**WHAT IS EXPECTED:**
Below are some records. Return exactly the lines from the one containing "target | beard" through the one containing "task | place a marker on each instance of the sweater", both included, and only those.

**INPUT MATERIAL:**
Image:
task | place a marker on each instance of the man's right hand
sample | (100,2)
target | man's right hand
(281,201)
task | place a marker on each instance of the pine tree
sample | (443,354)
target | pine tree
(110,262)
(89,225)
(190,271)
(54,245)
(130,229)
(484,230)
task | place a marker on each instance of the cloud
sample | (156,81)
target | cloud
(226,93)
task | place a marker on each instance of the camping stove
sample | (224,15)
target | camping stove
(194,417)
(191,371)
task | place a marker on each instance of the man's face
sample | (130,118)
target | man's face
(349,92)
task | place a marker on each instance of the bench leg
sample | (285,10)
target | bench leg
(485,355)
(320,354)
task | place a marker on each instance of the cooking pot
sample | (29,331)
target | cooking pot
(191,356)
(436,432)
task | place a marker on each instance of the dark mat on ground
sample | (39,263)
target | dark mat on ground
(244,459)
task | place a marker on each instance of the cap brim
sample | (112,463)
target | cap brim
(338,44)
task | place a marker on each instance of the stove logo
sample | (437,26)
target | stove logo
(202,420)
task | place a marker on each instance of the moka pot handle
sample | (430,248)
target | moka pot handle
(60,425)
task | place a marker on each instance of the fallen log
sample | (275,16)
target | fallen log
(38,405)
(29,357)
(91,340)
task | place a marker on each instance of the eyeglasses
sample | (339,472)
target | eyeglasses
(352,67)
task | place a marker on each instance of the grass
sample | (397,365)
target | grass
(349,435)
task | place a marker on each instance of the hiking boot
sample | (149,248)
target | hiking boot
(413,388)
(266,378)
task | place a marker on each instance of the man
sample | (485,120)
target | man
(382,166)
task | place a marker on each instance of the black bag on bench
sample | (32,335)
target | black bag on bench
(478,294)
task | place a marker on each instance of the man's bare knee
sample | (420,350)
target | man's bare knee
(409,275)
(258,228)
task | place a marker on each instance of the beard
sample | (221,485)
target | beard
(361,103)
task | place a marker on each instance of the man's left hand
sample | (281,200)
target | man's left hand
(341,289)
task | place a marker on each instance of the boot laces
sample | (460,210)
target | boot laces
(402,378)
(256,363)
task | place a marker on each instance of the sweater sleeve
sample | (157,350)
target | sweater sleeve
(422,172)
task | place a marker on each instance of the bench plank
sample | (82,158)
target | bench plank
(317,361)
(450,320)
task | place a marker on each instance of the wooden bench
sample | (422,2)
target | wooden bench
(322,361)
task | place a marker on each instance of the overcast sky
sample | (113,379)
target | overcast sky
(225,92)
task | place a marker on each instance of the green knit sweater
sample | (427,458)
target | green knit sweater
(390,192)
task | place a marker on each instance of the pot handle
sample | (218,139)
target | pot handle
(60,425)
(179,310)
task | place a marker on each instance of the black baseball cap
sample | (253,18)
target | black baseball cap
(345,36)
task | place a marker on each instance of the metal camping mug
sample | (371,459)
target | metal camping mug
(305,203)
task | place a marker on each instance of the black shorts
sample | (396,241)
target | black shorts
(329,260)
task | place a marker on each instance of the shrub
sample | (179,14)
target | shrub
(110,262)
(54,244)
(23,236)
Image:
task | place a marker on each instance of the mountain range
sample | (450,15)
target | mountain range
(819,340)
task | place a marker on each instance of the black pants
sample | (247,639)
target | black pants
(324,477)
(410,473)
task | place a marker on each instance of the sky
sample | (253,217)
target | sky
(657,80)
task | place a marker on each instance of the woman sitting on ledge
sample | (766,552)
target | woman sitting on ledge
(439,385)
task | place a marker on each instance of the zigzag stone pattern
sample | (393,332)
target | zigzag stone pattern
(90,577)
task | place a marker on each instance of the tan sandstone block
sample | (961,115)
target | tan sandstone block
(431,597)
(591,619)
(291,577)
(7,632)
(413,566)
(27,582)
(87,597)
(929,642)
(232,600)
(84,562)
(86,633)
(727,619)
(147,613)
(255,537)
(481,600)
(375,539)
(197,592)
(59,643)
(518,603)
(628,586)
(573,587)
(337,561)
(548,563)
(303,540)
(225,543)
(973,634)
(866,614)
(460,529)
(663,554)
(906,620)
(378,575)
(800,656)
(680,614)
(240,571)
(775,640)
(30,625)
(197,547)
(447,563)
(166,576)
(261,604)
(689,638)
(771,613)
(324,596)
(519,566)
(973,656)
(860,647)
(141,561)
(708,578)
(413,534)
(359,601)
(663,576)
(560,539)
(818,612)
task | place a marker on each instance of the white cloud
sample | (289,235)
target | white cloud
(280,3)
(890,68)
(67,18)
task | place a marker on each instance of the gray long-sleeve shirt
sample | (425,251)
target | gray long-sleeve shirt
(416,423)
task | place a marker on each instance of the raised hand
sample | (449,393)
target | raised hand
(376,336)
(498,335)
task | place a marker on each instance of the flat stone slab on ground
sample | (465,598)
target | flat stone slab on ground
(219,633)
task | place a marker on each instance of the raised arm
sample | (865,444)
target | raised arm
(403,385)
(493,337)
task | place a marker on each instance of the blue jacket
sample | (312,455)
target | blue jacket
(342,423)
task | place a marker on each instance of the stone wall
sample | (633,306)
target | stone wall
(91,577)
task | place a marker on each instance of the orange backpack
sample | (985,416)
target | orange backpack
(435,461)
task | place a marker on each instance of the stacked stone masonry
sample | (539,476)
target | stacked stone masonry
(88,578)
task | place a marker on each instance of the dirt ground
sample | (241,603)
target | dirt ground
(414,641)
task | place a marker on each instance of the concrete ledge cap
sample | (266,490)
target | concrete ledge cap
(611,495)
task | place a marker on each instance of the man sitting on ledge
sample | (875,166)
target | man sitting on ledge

**RESULT OF THE TASK:**
target | beard
(361,103)
task | place a marker on each instance of the man's left hand
sample | (281,200)
target | man's left hand
(341,289)
task | place a marker on each instance of the boot laces
sample | (460,210)
target | boot laces
(402,378)
(256,363)
task | place a marker on each instance of the sweater sleeve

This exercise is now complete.